Extracted entries
>>>>>

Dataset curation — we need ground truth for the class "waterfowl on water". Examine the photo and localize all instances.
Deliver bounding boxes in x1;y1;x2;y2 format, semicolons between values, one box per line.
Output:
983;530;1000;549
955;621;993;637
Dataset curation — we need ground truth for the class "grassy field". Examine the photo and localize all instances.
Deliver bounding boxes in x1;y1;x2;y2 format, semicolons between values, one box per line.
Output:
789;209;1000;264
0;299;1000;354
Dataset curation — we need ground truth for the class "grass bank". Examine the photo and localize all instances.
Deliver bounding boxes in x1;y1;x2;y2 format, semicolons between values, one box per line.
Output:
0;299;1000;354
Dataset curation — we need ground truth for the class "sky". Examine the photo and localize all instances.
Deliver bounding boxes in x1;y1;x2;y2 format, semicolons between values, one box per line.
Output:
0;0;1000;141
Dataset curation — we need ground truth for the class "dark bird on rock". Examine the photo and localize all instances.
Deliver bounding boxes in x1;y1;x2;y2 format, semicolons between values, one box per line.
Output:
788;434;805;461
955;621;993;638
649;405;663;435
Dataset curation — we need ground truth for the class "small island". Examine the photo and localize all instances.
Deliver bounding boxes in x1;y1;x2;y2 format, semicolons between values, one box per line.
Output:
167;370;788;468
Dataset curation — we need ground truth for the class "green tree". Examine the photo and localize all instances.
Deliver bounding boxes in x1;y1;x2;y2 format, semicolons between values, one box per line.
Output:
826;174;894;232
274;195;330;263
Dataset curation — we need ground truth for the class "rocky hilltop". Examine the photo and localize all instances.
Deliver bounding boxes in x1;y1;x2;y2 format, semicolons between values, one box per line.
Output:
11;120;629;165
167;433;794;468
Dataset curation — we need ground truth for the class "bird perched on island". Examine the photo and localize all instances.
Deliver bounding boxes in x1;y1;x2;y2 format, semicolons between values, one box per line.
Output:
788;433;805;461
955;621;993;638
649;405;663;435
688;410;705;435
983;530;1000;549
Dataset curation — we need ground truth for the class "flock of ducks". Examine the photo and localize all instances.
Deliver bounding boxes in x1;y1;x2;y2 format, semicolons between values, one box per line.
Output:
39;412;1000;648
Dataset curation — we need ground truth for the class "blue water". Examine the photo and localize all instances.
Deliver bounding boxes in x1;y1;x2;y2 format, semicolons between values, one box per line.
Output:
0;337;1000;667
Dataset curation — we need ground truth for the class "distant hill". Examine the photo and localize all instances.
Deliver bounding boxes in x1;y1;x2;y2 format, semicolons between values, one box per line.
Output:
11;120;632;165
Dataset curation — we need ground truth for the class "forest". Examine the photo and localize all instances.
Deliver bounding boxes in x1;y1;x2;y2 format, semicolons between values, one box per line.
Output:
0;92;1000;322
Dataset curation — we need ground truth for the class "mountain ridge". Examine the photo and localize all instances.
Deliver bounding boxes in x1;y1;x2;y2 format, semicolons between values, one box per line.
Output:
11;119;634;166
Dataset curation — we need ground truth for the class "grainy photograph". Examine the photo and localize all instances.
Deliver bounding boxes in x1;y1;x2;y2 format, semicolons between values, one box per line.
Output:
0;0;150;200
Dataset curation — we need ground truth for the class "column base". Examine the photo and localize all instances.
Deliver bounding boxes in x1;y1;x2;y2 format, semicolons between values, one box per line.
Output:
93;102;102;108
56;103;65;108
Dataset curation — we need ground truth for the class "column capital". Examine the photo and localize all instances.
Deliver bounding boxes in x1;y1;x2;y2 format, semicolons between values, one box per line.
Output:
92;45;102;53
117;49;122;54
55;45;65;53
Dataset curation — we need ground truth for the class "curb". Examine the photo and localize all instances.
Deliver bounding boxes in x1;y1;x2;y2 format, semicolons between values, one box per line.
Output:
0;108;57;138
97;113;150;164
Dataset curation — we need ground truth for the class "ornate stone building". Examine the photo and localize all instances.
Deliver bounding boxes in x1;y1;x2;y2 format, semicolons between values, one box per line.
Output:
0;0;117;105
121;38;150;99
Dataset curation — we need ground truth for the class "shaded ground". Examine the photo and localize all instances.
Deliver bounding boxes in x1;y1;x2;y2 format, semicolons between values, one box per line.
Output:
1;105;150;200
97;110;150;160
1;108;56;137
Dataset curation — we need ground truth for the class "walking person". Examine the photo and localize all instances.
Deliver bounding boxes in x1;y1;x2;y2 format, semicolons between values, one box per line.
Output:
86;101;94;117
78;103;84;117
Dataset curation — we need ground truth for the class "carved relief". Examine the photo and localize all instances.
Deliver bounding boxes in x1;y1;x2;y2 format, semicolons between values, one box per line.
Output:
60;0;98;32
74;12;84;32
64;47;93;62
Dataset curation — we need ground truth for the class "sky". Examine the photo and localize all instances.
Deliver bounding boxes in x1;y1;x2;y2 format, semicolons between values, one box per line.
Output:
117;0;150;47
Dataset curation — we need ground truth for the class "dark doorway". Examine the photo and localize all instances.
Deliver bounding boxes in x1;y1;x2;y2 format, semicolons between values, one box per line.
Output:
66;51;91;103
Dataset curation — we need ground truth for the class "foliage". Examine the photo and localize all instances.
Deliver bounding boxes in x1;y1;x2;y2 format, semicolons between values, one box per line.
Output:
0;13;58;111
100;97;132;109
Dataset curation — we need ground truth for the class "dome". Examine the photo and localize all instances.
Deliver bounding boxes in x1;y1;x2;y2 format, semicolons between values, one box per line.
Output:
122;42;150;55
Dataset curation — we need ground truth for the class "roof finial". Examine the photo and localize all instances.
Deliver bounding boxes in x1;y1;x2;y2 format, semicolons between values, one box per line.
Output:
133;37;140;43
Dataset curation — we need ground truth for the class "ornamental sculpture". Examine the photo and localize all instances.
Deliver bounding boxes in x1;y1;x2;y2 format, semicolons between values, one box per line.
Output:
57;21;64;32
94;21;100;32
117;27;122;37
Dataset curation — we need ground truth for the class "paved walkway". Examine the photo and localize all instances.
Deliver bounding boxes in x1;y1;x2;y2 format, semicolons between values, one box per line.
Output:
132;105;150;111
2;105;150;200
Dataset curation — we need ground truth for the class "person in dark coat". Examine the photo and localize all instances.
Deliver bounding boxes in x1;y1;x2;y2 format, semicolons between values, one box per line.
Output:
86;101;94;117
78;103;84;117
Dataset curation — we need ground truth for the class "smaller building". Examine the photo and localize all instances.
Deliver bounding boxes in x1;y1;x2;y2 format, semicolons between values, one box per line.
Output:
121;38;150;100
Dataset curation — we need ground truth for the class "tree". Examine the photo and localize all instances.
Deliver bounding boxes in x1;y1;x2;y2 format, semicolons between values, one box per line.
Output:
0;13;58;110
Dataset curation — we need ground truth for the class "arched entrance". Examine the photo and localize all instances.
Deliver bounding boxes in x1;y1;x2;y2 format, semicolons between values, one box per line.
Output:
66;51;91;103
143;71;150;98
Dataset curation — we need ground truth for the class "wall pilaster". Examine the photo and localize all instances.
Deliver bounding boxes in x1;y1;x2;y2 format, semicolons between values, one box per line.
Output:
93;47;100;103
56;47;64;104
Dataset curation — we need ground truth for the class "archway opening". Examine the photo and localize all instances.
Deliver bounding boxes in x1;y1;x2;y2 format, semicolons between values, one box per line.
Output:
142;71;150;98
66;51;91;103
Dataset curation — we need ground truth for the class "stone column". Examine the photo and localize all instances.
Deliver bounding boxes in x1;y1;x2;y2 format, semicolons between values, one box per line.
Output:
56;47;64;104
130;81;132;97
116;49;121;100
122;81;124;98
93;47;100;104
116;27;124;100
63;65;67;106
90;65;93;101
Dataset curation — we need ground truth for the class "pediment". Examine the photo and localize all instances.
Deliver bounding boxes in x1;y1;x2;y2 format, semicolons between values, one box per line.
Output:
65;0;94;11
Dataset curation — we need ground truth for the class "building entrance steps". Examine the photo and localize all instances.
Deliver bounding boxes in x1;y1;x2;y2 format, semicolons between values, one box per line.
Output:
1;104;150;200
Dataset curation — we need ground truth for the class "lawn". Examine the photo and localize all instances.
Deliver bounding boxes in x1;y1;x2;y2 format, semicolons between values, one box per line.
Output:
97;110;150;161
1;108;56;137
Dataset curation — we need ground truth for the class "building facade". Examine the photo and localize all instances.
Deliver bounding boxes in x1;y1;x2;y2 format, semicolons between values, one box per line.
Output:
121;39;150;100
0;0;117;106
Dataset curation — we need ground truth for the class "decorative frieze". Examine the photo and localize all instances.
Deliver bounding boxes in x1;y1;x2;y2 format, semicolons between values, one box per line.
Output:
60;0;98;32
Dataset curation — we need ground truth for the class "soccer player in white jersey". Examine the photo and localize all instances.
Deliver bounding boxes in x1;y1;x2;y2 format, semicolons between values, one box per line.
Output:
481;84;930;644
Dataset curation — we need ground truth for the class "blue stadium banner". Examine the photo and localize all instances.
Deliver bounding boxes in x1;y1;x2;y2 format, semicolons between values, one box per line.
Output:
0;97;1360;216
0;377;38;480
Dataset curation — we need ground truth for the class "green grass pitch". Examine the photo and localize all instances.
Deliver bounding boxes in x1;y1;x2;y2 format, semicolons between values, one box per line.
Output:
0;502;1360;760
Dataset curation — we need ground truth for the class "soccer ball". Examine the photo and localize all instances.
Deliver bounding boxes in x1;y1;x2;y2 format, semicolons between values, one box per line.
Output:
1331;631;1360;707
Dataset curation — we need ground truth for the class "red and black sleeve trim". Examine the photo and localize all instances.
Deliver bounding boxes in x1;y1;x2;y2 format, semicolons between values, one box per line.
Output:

<<<<<

Please lay out the lines of the listing as a JSON list of strings, one string per line with blank lines left out. Begin at the line that contains "and black sleeve" and stop after the last line of the listing.

[
  "Dataset curation — we need ground truth for the class \"red and black sleeve trim\". Examine the photo and localize all instances.",
  "Deliver bounding boxes in x1;y1;x2;y2 format, semicolons between values, one box per line.",
  "Output:"
]